> _SET PROBLEM_: Read the records and write them out again exactly.

Entries from a dataset:
++++

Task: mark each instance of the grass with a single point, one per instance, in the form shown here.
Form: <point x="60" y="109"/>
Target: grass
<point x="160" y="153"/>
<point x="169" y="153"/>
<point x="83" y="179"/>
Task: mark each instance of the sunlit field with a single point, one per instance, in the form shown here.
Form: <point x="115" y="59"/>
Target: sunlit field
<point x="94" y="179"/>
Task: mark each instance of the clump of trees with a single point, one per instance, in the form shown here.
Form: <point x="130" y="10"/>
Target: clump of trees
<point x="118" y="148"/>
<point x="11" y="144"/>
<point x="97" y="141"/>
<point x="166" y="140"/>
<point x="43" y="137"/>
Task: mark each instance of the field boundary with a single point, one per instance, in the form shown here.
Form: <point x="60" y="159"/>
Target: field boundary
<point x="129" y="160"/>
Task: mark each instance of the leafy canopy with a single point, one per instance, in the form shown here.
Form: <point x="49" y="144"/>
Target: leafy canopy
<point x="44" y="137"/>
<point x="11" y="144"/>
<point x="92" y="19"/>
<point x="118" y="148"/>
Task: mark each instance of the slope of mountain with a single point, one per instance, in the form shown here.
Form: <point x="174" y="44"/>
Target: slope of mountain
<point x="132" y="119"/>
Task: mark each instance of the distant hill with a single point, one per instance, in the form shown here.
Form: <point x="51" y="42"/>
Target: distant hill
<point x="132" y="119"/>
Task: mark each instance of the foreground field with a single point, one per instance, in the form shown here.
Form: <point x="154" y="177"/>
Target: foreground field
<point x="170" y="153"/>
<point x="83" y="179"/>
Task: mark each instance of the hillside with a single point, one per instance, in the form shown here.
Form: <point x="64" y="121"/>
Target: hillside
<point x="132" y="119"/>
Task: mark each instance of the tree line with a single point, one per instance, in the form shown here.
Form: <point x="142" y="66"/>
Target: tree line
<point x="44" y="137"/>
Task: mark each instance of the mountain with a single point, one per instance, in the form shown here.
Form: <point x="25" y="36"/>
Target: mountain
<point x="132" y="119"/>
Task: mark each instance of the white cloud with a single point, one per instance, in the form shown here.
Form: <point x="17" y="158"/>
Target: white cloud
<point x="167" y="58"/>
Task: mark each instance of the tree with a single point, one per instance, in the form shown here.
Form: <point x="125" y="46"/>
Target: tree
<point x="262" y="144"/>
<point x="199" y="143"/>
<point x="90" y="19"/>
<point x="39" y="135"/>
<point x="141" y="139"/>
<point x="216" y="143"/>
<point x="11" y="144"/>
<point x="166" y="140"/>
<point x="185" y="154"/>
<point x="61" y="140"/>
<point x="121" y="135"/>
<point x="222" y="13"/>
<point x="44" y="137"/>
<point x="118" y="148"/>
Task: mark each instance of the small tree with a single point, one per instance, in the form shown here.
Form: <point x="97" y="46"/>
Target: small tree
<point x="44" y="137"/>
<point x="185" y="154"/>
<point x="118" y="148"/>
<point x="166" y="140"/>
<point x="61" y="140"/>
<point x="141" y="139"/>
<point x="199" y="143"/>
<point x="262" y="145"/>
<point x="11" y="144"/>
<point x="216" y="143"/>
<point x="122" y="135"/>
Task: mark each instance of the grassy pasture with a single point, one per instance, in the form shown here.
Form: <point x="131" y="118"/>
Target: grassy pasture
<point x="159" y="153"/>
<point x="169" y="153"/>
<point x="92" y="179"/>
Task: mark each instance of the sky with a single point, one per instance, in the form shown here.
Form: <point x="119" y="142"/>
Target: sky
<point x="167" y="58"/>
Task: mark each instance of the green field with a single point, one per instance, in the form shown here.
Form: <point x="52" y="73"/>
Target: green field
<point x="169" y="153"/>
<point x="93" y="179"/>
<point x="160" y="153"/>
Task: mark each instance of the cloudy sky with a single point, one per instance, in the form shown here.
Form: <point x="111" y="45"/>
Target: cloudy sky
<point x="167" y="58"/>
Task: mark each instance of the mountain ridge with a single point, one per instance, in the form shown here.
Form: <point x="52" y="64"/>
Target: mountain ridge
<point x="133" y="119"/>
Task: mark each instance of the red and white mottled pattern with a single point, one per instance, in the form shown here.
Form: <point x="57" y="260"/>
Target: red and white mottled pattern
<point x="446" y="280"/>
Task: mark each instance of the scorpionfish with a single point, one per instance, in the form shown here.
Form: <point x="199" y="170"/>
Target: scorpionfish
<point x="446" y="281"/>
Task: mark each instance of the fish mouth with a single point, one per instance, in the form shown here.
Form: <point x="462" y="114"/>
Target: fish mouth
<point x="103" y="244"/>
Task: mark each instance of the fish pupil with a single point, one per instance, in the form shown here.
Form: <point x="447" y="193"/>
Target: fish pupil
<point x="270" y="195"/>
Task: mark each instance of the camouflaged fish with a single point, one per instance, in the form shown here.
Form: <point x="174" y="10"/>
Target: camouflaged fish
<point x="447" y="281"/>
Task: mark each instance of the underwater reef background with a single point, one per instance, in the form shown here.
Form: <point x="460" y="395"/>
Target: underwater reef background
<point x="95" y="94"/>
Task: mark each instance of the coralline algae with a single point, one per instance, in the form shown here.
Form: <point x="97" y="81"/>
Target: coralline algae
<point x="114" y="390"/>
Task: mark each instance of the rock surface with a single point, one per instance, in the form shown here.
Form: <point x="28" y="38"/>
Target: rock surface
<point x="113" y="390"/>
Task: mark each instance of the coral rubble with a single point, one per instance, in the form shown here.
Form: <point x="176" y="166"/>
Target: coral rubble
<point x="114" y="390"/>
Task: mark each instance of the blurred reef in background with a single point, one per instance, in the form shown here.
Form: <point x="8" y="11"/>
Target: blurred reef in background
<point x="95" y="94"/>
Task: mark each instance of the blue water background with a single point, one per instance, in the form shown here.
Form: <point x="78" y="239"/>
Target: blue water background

++++

> _RESPONSE_:
Task: mark each instance of the grass with a single point, one per instance, in the form shown here.
Form: <point x="60" y="109"/>
Target: grass
<point x="160" y="153"/>
<point x="169" y="153"/>
<point x="83" y="179"/>
Task: mark each instance of the sunlit field with a single point, one per instance, in the form shown here.
Form: <point x="115" y="59"/>
Target: sunlit field
<point x="94" y="179"/>
Task: mark each instance of the clump of trees with a single point, one per instance, in the form shown here.
Form: <point x="130" y="10"/>
Target: clump of trees
<point x="118" y="148"/>
<point x="11" y="144"/>
<point x="97" y="141"/>
<point x="166" y="140"/>
<point x="43" y="137"/>
Task: mark each instance of the field boundary with a single point, one per instance, in the form shown here.
Form: <point x="60" y="159"/>
Target: field boundary
<point x="129" y="160"/>
Task: mark each instance of the leafy canopy with a single point, one per instance, in the form shown here.
Form: <point x="49" y="144"/>
Target: leafy canopy
<point x="44" y="137"/>
<point x="11" y="144"/>
<point x="92" y="19"/>
<point x="118" y="148"/>
Task: mark each instance of the slope of mountain with a single point, one per instance, in the form shown here.
Form: <point x="174" y="44"/>
Target: slope of mountain
<point x="132" y="119"/>
Task: mark each instance of the distant hill with a single point, one per instance, in the form shown here.
Form: <point x="51" y="42"/>
Target: distant hill
<point x="132" y="119"/>
Task: mark each instance of the foreground field with a single point, one per instance, in the form shown here.
Form: <point x="154" y="177"/>
Target: foreground field
<point x="170" y="153"/>
<point x="83" y="179"/>
Task: mark each instance of the hillside with a single point, one per instance, in the form shown here.
Form: <point x="64" y="121"/>
Target: hillside
<point x="132" y="119"/>
Task: mark each instance of the tree line with a single point, one per instance, in the form shown here.
Form: <point x="142" y="66"/>
Target: tree line
<point x="44" y="137"/>
Task: mark each instance of the mountain with a single point, one per instance, in the form shown here.
Form: <point x="25" y="36"/>
Target: mountain
<point x="132" y="119"/>
Task: mark each instance of the white cloud with a single point, one per instance, in the form shown here.
Form: <point x="17" y="158"/>
Target: white cloud
<point x="167" y="58"/>
Task: mark each instance of the tree with a single point, one per instance, in the form shown here.
Form: <point x="125" y="46"/>
Target: tree
<point x="262" y="144"/>
<point x="199" y="143"/>
<point x="90" y="19"/>
<point x="39" y="135"/>
<point x="141" y="139"/>
<point x="216" y="143"/>
<point x="11" y="144"/>
<point x="166" y="140"/>
<point x="185" y="154"/>
<point x="61" y="140"/>
<point x="121" y="135"/>
<point x="222" y="13"/>
<point x="44" y="137"/>
<point x="118" y="148"/>
Task: mark each instance of the small tree with a single point, one per instance, in the form shown here.
Form: <point x="97" y="46"/>
Target: small tree
<point x="44" y="137"/>
<point x="185" y="154"/>
<point x="118" y="148"/>
<point x="166" y="140"/>
<point x="61" y="140"/>
<point x="141" y="139"/>
<point x="199" y="143"/>
<point x="262" y="145"/>
<point x="11" y="144"/>
<point x="216" y="143"/>
<point x="122" y="135"/>
Task: mark each instance of the grassy pasture with a single point, one per instance, in the form shown here.
Form: <point x="131" y="118"/>
Target: grassy pasture
<point x="159" y="153"/>
<point x="169" y="153"/>
<point x="92" y="179"/>
Task: mark each instance of the sky with a single point, one per instance, in the form shown here.
Form: <point x="119" y="142"/>
Target: sky
<point x="167" y="58"/>
Task: mark each instance of the green field with a single point, one per instance, in the form shown here.
Form: <point x="52" y="73"/>
Target: green field
<point x="169" y="153"/>
<point x="93" y="179"/>
<point x="160" y="153"/>
Task: mark each instance of the cloudy sky with a single point, one per instance, in the form shown here.
Form: <point x="111" y="45"/>
Target: cloudy sky
<point x="167" y="58"/>
Task: mark each instance of the mountain ridge with a single point, one per instance, in the form shown here.
Form: <point x="52" y="64"/>
Target: mountain ridge
<point x="133" y="119"/>
Task: mark each instance of the red and white mottled pattern with a single point, one per instance, in the form shown here.
Form: <point x="57" y="260"/>
Target: red and white mottled pattern
<point x="446" y="280"/>
Task: mark each instance of the scorpionfish with a single point, one per instance, in the form shown here.
Form: <point x="199" y="170"/>
Target: scorpionfish
<point x="446" y="281"/>
Task: mark each instance of the fish mouth with a single point, one per instance, in the form shown here.
Form: <point x="462" y="114"/>
Target: fish mouth
<point x="103" y="244"/>
Task: mark each instance of the fish pupil with a single point, one per instance, in the form shown here.
Form: <point x="447" y="193"/>
Target: fish pupil
<point x="270" y="195"/>
Task: mark each instance of the camouflaged fish with a single point, one per instance, in the form shown here.
Form: <point x="174" y="10"/>
Target: camouflaged fish
<point x="447" y="281"/>
Task: mark each instance of the underwater reef background with a single point, one per instance, in the form shown here.
Form: <point x="460" y="395"/>
Target: underwater reef background
<point x="95" y="94"/>
Task: mark each instance of the coralline algae with a single point, one per instance, in the form shown here.
Form: <point x="97" y="81"/>
Target: coralline algae
<point x="114" y="390"/>
Task: mark each instance of the rock surface with a single point, one per instance, in the form shown here.
Form: <point x="28" y="38"/>
Target: rock surface
<point x="113" y="390"/>
Task: mark each instance of the coral rubble with a single point, one per instance, in the form shown here.
Form: <point x="176" y="166"/>
Target: coral rubble
<point x="114" y="390"/>
Task: mark each instance of the blurred reef in background with a single point, one per instance, in the form shown here.
Form: <point x="8" y="11"/>
Target: blurred reef in background
<point x="95" y="94"/>
Task: mark each instance of the blue water background with a single point, one per instance, in the form shown here.
Form: <point x="78" y="239"/>
Target: blue water background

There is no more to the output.